* **The problem**: Reproduce the listing below with "whole-number pixel coordinates" substituted for every occurrence of "integer pixel values", leaving everything else unchanged.

* **Source records**:
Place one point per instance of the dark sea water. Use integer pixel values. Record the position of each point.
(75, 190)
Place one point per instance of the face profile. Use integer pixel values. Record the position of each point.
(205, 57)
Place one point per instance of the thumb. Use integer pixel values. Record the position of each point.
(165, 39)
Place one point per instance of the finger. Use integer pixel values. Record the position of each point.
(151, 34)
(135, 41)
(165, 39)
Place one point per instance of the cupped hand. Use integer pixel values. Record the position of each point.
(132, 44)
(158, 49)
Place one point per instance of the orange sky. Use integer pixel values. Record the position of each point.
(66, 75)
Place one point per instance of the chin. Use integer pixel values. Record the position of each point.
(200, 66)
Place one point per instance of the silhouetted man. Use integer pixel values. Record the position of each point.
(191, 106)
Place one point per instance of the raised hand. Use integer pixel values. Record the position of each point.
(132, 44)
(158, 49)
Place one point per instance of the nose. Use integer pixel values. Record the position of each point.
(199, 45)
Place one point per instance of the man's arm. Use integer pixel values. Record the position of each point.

* **Response for this exercise**:
Place one point per instance of the dark sea water. Use whole-number pixel coordinates. Record the position of each point.
(75, 190)
Place one point per instance of the face profile. Use whole-number pixel coordinates. Record the position of each point.
(205, 57)
Place one point per instance of the thumb. Use whole-number pixel coordinates. Record the position of each point.
(165, 39)
Place one point per instance of the finger. Use whole-number pixel coordinates. Record the position of each point.
(151, 34)
(135, 41)
(165, 39)
Place one point per instance of the cupped hand. Use whole-number pixel coordinates. Record the position of each point.
(132, 44)
(158, 49)
Place one point per instance of the orange sky. Use whole-number pixel coordinates. Record the position of each point.
(66, 75)
Place one point per instance of the chin. Use whole-number pixel coordinates. Record the position of each point.
(200, 66)
Place one point per instance of the silhouetted man. Use whole-number pixel coordinates. Record the position of each point.
(191, 106)
Place one point per instance of the raised hand. Use whole-number pixel coordinates. Record the position of each point.
(132, 44)
(158, 49)
Place one point per instance of the nose. Use whole-number pixel coordinates. Record the position of each point.
(199, 45)
Place one point per instance of the man's arm. Use whole-number pixel coordinates. Record the position of each point.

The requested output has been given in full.